#### Provided data ####
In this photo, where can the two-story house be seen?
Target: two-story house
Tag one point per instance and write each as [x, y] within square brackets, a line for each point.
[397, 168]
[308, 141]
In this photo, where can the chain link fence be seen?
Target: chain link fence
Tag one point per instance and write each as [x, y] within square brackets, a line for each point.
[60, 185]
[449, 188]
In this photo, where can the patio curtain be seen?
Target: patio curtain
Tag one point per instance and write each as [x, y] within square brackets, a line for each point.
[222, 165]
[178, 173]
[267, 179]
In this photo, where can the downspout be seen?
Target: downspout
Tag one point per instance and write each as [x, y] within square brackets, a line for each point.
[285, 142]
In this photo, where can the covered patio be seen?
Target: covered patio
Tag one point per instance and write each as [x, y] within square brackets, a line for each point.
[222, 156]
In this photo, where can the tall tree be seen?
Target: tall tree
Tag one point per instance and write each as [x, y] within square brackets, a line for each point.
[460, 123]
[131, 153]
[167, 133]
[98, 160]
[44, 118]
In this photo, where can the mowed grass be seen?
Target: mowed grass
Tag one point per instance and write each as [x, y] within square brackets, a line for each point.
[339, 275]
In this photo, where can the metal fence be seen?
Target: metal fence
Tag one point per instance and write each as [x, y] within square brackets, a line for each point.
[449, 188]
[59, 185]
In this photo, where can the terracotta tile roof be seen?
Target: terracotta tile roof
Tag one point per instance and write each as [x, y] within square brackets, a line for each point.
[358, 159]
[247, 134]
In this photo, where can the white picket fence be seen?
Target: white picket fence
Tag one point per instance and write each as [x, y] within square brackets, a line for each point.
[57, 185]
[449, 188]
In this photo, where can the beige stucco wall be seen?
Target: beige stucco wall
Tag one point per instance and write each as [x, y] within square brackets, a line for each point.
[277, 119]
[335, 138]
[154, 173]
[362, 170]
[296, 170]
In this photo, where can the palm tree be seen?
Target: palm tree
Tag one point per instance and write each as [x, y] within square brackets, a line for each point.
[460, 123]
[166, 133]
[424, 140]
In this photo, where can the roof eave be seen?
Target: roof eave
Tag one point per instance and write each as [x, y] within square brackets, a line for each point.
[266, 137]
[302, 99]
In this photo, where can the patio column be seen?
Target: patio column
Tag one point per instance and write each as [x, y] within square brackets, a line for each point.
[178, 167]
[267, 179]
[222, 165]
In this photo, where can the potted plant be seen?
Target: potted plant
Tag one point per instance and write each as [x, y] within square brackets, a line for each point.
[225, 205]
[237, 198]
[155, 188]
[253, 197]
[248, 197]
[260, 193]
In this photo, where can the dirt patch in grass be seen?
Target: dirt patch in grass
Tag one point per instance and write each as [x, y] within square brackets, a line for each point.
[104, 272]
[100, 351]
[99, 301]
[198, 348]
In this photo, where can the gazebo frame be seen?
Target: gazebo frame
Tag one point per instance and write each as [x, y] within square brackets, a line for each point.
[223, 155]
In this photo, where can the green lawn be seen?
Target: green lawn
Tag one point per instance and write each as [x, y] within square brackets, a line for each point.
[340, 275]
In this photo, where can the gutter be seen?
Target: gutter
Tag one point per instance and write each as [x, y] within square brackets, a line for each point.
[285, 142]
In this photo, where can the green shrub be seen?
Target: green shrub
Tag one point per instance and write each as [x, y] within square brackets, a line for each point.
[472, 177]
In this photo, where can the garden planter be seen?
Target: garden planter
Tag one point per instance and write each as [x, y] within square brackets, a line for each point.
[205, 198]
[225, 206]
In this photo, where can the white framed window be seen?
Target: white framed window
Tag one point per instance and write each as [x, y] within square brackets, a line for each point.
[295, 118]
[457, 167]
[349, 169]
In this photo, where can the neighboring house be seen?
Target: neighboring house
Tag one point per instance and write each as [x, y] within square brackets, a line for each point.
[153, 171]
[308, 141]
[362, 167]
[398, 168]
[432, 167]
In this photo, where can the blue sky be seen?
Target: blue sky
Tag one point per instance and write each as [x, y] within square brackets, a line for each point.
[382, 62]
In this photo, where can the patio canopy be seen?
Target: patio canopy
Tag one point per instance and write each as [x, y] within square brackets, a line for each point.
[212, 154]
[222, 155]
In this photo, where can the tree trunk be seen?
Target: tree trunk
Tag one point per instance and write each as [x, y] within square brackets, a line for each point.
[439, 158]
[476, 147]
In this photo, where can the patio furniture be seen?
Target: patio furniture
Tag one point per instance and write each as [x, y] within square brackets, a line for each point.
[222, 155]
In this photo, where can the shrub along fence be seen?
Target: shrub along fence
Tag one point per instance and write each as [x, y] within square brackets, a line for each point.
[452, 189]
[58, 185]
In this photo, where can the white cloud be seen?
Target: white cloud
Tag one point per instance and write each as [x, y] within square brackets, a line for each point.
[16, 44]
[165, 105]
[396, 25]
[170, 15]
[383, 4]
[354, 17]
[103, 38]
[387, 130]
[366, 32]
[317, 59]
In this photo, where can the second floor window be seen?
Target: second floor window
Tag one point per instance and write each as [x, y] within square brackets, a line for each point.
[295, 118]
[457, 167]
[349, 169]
####
Rewrite the lines above, starting at the line that contains "In this photo, where can the shrub" and stopping after the last line of the records. Keep every line unchanged except that each x and y coordinate in the answers should be raised by 150.

■ Result:
In this photo, where can the shrub along fence be seen?
Target: shrub along fence
Tag one point per instance and write each as [x, y] within square brackets, a line for each point.
[602, 339]
[208, 335]
In this photo, where can the white cloud be seen?
Target: white cloud
Tag one point per instance and write each as [x, y] within square brackets, a line for each point.
[166, 194]
[315, 255]
[546, 175]
[320, 165]
[533, 154]
[504, 167]
[253, 188]
[537, 280]
[516, 182]
[467, 209]
In this photo, where can the second floor window be seen?
Target: second floor window
Tag one point per instance and write each as [x, y] within square brackets, a line for each point.
[445, 268]
[607, 317]
[499, 319]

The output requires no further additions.